#### [Source text]
# # # # #
Local Depth and Flair
in Chamber Concert
By Daniel Webster
FOR THE INQUIRER
The Philadelphia Orchestra alone once embodied music in the city, but
in the last 25 years smaller groups have burgeoned and spread until,
by numbers of performers and performances, chamber music presents at
least as robust and complete a profile of music in the city.
That was the premise of the opening concert in the Astral Concerts
for All Seasons series Friday at the Trinity Center. From its first
two-concert season in 1994, Astral Artistic Services continues
promoting young musicians while expanding to 10 Center City concerts,
five in Hatboro, three in Chestnut Hill, and smaller events in
retirement communities.
For this event, two regularly constituted instrumental groups,
Concordia Chamber Players and Lenape Chamber Players; the Philadelphia
Singers; and an ad-hoc trio of Astral performers played works that did
not try for a cohesive musical statement, but stressed the depth and
flair of local players.
Many of the instrumentalists are known as soloists and recitalists,
yet in this setting they proved sensitive to one another's intuitions
and quick to meet a new shading or musical suggestion. These were the
qualities that made the Concordia performance of Faure's Piano
Quartet No. 1 such an eloquent event. The score calls for unusual
sonic variety and colors, and these players found levels of sound and
intensity to energize each movement.
Pianist Gail Niwa answered each of the string players warmly and
spiritedly in this reading.
# # # # #
#### [Given records]

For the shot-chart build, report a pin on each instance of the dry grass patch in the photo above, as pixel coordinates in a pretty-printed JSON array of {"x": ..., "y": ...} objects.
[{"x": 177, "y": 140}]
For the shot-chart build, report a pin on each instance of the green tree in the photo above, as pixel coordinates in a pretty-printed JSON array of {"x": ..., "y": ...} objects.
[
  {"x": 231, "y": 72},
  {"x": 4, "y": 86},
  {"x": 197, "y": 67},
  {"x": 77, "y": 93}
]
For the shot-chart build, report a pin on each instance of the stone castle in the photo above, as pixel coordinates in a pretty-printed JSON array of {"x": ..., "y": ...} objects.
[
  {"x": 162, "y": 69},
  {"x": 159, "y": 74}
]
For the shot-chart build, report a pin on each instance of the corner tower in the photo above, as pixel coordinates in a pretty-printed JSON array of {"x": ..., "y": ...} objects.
# # # # #
#### [Prompt]
Could you extend the chamber concert review above, picking up after its final sentence?

#### [Result for this task]
The Philadelphia Singers, a chamber ensemble of 16, performed
Persichetti's Flower Songs, settings of e.e. cummings' poems.
David Hayes led the singers in finely tuned readings that illuminated
the composer's insights into the poems.
The Lenape ensemble - Marcantonio Barone, piano; Igor Begelman,
clarinet; and Jeffrey Multer, violin - found in Milhaud's Suite
gallic insouciance and rhythmic explosiveness. The interplay between
violin and clarinet showed two players quick to adjust to each other's
nuance. Begelman, a performer of explosive virtuosity, sounded subdued
by his own standard but was a buoyant player in this context.
Violinist Christina Castelli, cellist Clancy Newman, and pianist
Andrius Zlabys, all soloists in Astral's series, met for a vibrant
reading of Arensky's Trio No. 1. They offered individual
flourishes and strongly personalized playing. Not quite the definition
of chamber music, but their playing said much about what audiences
have come to expect in a city of chamber musicians.